* **SHORT PROBLEM**
Reproduce every line of the data below word for word, leaving the pictures out of your answer.

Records
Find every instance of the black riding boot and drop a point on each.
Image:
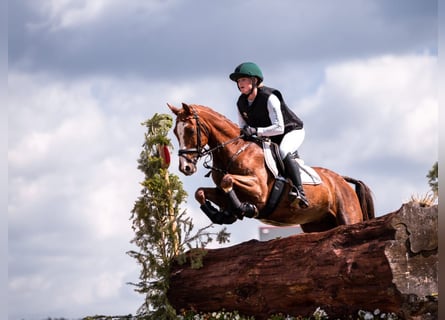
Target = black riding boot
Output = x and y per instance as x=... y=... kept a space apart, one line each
x=293 y=172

* **SOLUTION FOR THIS PROBLEM**
Find every instance of the black riding boot and drop a point on each.
Image:
Target = black riding boot
Output = x and y per instance as x=... y=... kept a space apart, one line each
x=293 y=172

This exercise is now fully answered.